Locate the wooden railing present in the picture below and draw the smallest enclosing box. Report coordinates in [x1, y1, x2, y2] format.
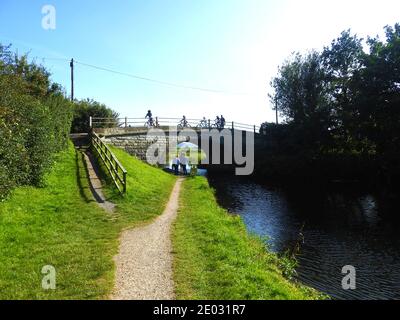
[91, 131, 127, 194]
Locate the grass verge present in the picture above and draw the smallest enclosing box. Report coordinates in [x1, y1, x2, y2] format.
[0, 142, 118, 299]
[0, 142, 175, 299]
[172, 176, 324, 300]
[100, 145, 176, 226]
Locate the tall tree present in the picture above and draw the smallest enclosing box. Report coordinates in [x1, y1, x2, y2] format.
[270, 51, 331, 149]
[321, 30, 364, 142]
[355, 24, 400, 182]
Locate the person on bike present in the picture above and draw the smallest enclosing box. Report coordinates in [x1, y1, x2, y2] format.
[220, 115, 226, 128]
[182, 115, 188, 127]
[145, 110, 154, 126]
[215, 116, 220, 128]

◇ ◇ ◇ ◇ ◇

- EXERCISE BRIEF
Give the preceding data back exactly, minus every picture.

- RESULT BELOW
Locate the wooden railing present in the picture below and draw the smallest enclosing box. Report coordinates in [x1, y1, x2, y2] format.
[91, 131, 127, 194]
Locate the grass verge present in the picture above and draw the smallest enclosing box. Report coordinates in [x1, y1, x2, y2] format.
[0, 142, 118, 299]
[0, 142, 175, 299]
[172, 176, 324, 300]
[100, 145, 176, 226]
Locate the tall tree present in the picture above and draw the smallest enclosing box. Report coordinates in [x1, y1, x2, y2] format.
[270, 51, 331, 149]
[321, 30, 364, 142]
[355, 24, 400, 182]
Locate the person on bike present in the picture above and draw the smallest enclosing box. Report coordinates in [x1, y1, x2, y2] format.
[220, 115, 226, 128]
[182, 115, 188, 127]
[145, 110, 154, 126]
[215, 116, 220, 128]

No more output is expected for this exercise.